:: THE INPUT

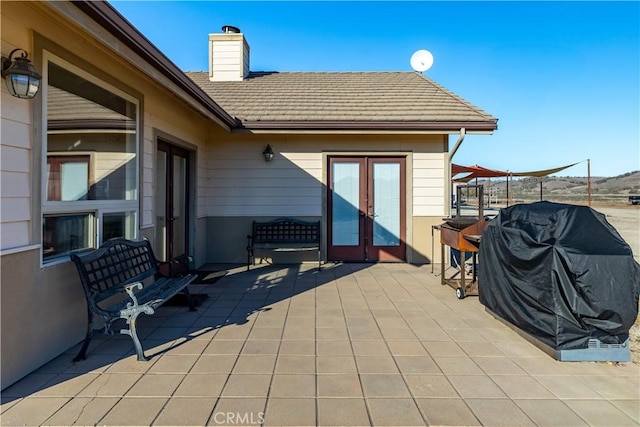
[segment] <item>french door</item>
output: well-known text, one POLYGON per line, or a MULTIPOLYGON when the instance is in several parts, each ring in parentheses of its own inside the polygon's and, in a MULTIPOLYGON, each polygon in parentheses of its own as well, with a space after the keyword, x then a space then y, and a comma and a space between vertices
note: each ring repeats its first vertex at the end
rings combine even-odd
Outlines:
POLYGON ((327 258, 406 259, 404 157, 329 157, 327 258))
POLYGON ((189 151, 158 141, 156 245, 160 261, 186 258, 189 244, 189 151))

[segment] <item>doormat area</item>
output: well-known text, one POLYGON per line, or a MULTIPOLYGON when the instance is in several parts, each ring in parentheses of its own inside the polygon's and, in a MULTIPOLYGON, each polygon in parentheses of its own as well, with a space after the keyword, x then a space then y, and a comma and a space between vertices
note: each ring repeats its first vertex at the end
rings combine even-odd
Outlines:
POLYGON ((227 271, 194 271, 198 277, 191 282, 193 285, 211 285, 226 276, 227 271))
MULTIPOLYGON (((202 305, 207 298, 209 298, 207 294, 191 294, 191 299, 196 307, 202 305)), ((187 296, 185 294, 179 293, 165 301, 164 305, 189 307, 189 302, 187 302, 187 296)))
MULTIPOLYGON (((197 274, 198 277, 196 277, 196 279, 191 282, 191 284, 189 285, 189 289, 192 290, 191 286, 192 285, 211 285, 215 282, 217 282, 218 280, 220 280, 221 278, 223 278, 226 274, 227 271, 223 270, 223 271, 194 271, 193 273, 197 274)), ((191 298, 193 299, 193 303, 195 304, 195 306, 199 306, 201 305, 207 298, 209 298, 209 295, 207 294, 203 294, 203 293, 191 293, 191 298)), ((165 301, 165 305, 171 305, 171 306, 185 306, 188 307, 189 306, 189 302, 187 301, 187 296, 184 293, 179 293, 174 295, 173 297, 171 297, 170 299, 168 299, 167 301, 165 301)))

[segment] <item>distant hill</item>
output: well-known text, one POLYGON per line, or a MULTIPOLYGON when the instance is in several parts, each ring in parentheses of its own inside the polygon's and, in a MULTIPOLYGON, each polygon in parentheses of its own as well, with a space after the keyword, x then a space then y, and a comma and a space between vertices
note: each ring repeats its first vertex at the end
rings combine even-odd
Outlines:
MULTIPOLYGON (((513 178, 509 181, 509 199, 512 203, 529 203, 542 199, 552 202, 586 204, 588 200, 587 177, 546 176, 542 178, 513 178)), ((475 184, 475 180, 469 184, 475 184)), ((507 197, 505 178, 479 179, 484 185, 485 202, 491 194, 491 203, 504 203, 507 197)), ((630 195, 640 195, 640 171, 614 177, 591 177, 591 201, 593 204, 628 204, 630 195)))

::::
:: THE INPUT

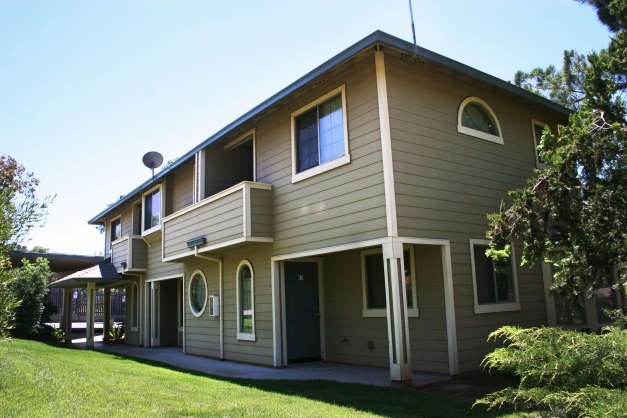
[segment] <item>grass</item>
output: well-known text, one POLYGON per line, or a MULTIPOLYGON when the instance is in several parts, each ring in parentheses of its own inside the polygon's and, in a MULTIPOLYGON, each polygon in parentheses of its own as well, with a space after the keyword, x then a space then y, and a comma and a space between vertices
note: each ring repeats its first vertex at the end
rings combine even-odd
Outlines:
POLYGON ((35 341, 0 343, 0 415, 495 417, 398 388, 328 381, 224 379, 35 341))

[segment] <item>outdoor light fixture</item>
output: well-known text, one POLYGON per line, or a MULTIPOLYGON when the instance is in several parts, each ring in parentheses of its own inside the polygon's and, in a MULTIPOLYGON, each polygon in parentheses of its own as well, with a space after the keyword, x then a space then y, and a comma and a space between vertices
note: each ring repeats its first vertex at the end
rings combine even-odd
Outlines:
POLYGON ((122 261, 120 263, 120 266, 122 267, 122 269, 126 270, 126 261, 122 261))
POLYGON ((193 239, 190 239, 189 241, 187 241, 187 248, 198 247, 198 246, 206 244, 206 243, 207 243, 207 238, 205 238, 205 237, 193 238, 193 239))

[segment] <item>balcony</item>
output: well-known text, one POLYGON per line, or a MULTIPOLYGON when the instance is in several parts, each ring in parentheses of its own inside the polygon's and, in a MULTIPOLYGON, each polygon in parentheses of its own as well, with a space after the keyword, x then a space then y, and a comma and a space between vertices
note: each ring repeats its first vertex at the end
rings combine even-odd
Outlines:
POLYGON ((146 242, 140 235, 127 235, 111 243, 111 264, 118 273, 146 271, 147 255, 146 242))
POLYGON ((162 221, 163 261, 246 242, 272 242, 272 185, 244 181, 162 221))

::::

> WHAT THE TASK REQUIRES
From the records above, transcribe without alteration every line from the one with "[segment] <item>french door</item>" to the one with "[segment] <item>distant hill</item>", inclusive.

> WRITTEN RESPONSE
[segment] <item>french door</item>
output: well-known text, one POLYGON per line, or a MULTIPOLYGON when the instance is in several parts, each ring in parentheses of its own inside the polygon's and, in a MULTIPOLYGON, each polygon in parentheses of its own as well, with a space after the keyword, x then a space then y, and a comma and a space between vertices
note: each ring repeats its first vertex at the end
rings combine even-odd
Outlines:
POLYGON ((327 258, 406 259, 404 157, 329 157, 327 258))
POLYGON ((189 151, 158 141, 156 245, 160 261, 186 258, 189 244, 189 151))

[segment] <item>doormat area</item>
output: well-known text, one POLYGON per line, or a MULTIPOLYGON when the instance is in several parts, each ring in parentheses of its own inside the polygon's and, in a MULTIPOLYGON, each polygon in parentheses of its own as well, with a space after the keyword, x then a space then y, and a comma and a space between vertices
note: each ring repeats its first vertex at the end
rings combine even-odd
Outlines:
POLYGON ((227 271, 194 271, 198 277, 191 282, 193 285, 211 285, 226 276, 227 271))
MULTIPOLYGON (((202 305, 207 298, 209 298, 207 294, 191 294, 191 299, 196 307, 202 305)), ((187 296, 185 294, 179 293, 165 301, 164 305, 189 307, 189 302, 187 302, 187 296)))
MULTIPOLYGON (((197 274, 198 277, 196 277, 196 279, 191 282, 191 284, 189 285, 189 289, 192 290, 191 286, 192 285, 211 285, 215 282, 217 282, 218 280, 220 280, 221 278, 223 278, 226 274, 227 271, 223 270, 223 271, 194 271, 193 273, 197 274)), ((191 298, 193 299, 193 303, 195 304, 195 306, 199 306, 201 305, 207 298, 209 298, 209 295, 207 294, 203 294, 203 293, 191 293, 191 298)), ((165 301, 165 305, 171 305, 171 306, 185 306, 188 307, 189 306, 189 302, 187 301, 187 296, 184 293, 179 293, 174 295, 173 297, 171 297, 170 299, 168 299, 167 301, 165 301)))

[segment] <item>distant hill</item>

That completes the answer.